Count the lines in the rows below that contain the word "black" and give only that number.

>> start

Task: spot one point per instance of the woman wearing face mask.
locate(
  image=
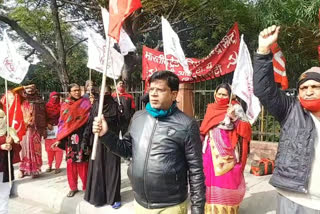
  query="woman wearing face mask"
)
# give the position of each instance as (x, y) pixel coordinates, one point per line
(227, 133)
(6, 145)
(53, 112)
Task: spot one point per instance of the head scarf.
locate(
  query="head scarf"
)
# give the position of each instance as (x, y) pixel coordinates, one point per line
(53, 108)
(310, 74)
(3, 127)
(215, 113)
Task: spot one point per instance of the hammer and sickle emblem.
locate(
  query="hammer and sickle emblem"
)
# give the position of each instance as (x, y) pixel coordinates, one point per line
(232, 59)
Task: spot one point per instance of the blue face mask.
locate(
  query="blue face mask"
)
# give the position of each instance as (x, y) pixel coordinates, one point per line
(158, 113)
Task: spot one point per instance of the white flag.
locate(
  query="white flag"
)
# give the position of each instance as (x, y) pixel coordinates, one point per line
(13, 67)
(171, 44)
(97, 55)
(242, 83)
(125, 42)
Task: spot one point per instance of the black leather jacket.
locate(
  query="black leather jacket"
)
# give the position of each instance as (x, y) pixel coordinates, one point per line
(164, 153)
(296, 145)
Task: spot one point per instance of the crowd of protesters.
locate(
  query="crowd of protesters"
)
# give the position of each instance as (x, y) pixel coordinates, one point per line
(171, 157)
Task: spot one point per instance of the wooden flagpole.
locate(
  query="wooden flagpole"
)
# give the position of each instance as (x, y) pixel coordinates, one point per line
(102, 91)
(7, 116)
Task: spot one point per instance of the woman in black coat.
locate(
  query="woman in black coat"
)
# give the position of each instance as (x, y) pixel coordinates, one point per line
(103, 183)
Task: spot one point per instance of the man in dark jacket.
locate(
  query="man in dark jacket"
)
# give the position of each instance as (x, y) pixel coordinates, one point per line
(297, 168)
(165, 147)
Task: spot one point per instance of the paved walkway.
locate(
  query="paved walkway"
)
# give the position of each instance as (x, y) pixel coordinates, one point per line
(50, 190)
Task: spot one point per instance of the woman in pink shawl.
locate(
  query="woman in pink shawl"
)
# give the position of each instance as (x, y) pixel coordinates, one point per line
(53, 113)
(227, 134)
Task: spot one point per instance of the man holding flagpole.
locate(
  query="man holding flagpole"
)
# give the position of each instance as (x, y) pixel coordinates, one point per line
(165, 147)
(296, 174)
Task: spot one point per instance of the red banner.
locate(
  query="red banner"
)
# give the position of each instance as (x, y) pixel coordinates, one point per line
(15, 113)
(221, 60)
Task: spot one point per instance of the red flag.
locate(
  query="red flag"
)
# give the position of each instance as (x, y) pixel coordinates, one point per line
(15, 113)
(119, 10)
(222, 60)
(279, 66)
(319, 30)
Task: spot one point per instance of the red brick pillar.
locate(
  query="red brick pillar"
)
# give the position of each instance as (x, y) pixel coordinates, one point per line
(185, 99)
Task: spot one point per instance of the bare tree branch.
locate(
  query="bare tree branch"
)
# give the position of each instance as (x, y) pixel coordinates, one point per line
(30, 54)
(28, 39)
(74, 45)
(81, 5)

>> end
>> start

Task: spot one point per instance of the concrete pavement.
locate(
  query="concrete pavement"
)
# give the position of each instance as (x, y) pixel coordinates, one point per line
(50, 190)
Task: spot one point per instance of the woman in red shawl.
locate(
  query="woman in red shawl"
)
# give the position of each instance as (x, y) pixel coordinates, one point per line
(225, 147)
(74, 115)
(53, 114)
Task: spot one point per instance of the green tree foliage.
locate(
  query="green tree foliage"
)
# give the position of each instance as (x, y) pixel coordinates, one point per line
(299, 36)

>> end

◆ The answer: 4